[Natural-language object grounding data]
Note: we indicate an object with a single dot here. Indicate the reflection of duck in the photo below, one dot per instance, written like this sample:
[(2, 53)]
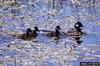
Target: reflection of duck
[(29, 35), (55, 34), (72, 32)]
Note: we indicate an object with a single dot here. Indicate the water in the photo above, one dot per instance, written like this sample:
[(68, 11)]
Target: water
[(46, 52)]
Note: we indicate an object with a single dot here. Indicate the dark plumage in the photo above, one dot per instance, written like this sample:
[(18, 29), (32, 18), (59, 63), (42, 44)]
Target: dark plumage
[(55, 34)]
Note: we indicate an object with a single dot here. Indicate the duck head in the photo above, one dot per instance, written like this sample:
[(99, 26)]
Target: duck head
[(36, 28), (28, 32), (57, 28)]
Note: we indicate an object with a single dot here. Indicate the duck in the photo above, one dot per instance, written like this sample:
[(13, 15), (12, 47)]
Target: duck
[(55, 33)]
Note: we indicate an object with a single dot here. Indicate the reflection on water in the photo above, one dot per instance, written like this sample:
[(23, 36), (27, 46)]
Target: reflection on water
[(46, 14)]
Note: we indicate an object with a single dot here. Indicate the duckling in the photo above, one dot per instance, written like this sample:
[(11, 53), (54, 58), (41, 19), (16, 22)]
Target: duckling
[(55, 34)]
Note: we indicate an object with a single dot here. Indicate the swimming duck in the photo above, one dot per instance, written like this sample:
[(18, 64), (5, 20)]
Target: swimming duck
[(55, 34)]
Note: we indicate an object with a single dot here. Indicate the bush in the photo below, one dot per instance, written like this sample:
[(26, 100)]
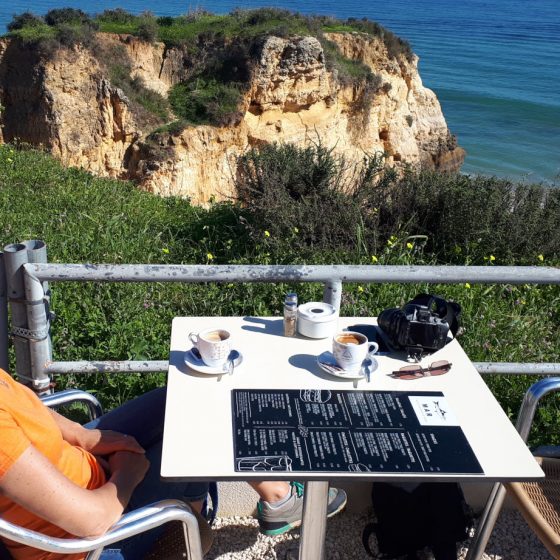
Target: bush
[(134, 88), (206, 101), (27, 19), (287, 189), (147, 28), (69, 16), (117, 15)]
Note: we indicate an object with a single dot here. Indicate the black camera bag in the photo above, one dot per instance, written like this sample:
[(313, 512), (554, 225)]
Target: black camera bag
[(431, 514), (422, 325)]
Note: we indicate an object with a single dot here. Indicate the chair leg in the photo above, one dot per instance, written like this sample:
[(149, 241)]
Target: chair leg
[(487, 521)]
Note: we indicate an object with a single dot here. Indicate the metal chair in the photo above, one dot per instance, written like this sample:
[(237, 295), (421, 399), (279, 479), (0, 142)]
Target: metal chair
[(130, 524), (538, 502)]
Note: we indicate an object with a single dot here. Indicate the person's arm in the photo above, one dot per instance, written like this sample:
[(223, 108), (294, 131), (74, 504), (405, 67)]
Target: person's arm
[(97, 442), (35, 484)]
...
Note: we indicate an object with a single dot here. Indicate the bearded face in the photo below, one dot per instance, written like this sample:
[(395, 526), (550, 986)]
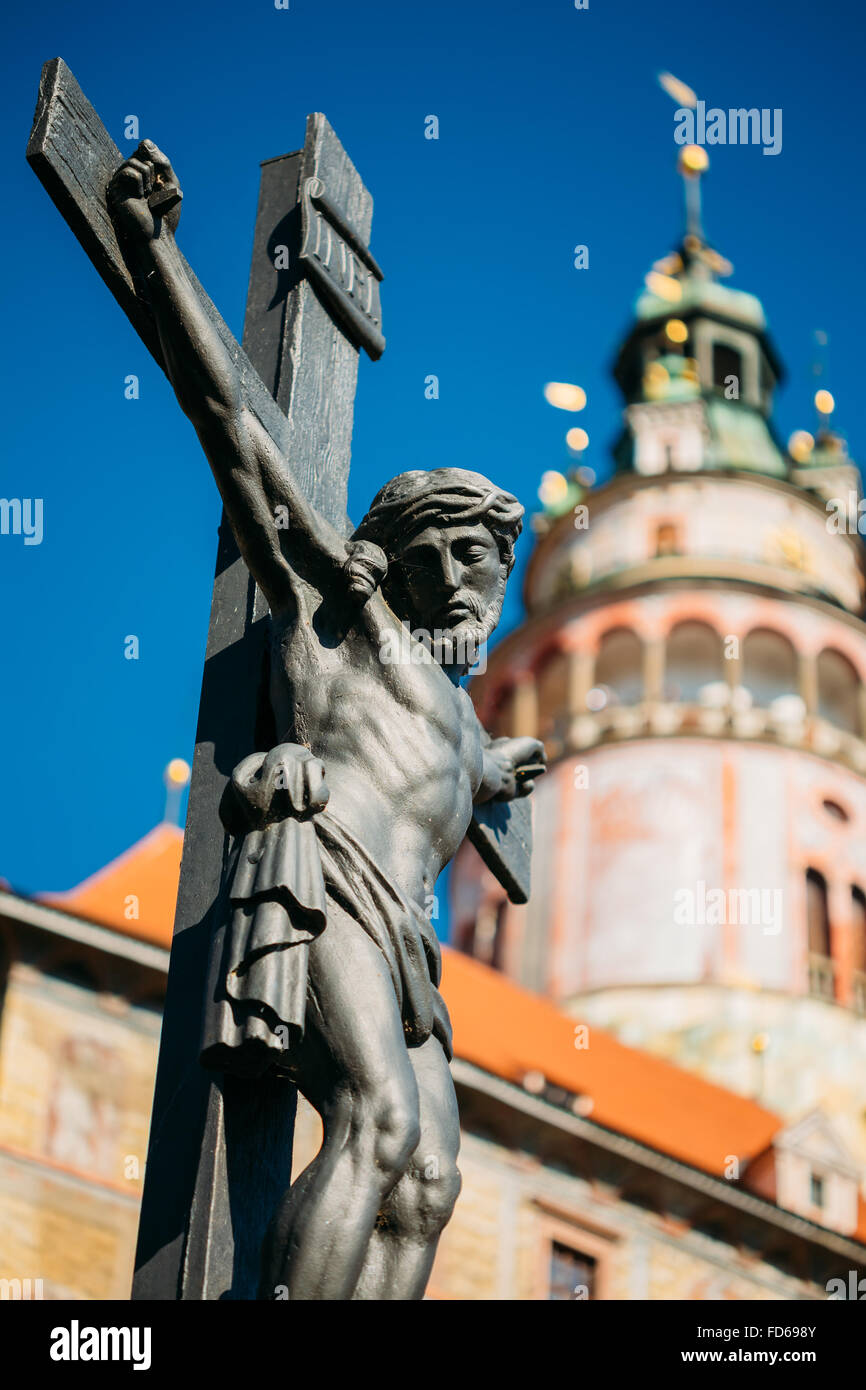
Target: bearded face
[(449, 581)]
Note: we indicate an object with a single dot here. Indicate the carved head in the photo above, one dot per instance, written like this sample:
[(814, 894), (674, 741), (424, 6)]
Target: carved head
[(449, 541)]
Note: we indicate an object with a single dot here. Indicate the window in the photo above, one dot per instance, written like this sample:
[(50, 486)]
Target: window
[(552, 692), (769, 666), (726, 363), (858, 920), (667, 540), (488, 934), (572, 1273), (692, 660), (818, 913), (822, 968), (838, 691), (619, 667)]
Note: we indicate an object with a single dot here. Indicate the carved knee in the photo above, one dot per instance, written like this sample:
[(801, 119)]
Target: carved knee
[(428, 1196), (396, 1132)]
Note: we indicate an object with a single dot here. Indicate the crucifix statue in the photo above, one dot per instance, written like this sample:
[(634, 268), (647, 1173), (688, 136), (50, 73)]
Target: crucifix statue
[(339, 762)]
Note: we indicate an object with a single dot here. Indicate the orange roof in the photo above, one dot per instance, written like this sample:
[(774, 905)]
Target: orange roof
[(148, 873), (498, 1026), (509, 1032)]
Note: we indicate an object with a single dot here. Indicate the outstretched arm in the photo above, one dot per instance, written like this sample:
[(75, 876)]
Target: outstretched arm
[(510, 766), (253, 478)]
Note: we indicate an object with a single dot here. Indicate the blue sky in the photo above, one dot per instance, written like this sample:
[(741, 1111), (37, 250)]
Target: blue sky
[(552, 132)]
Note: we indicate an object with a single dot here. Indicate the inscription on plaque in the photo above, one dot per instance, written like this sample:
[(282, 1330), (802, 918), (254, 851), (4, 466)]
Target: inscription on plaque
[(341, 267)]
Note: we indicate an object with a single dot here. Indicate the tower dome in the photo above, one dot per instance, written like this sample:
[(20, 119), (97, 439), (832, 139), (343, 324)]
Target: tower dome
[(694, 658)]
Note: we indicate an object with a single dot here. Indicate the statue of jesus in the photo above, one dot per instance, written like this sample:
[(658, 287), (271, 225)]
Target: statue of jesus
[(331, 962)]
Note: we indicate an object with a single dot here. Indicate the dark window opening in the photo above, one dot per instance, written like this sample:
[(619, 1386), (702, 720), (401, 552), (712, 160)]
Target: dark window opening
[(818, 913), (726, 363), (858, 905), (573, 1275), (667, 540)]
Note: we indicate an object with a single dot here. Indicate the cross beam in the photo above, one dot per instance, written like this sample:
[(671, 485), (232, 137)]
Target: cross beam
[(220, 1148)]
---
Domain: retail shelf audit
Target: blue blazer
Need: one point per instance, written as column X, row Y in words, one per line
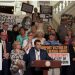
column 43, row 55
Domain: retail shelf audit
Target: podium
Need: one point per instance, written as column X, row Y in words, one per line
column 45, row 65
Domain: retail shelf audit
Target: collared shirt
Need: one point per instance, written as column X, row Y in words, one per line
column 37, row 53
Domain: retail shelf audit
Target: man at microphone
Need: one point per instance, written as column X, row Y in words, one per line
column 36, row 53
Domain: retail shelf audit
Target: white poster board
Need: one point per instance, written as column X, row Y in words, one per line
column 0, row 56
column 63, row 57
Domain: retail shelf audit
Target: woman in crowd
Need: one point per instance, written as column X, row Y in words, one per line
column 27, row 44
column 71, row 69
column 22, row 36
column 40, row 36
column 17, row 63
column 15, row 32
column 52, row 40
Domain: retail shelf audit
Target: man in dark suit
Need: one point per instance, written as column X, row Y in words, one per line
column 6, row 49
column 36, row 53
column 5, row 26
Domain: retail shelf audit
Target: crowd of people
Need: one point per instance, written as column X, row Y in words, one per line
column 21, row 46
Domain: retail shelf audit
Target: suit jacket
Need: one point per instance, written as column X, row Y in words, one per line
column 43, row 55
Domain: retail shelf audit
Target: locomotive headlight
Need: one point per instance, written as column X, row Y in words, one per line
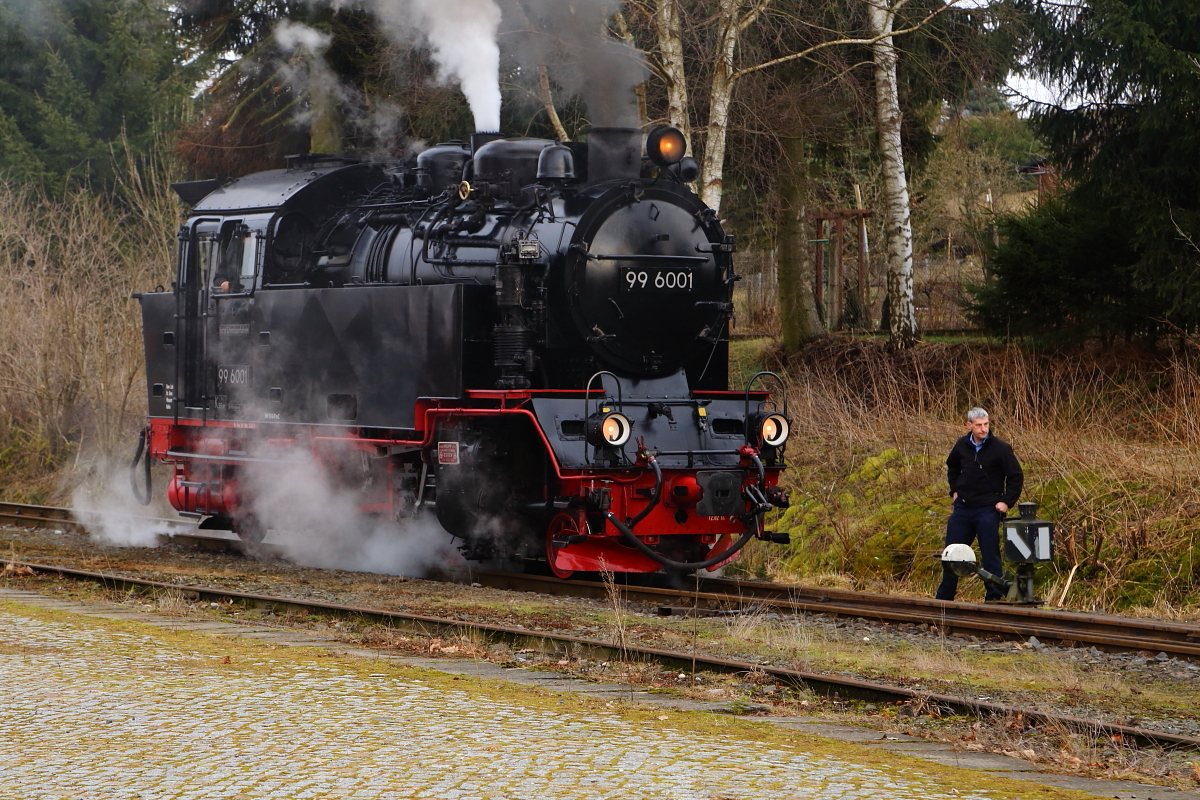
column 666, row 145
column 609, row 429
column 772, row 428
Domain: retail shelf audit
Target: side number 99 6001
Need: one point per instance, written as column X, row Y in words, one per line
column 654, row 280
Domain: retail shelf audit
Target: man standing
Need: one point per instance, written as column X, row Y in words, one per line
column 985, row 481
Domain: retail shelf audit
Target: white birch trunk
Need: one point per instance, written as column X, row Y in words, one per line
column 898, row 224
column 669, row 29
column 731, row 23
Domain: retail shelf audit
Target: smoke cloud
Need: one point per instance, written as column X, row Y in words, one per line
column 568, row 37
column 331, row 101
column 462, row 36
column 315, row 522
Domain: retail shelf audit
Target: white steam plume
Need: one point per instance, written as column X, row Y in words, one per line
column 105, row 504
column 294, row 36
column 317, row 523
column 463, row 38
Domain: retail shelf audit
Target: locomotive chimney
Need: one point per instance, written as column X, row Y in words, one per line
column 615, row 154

• **ASSIGNMENT**: Among the lines of the data, find every one that holds "white" and copy it.

• **EXERCISE OUTPUT**:
Target: white poster board
Target: white birch trunk
Target: white steam plume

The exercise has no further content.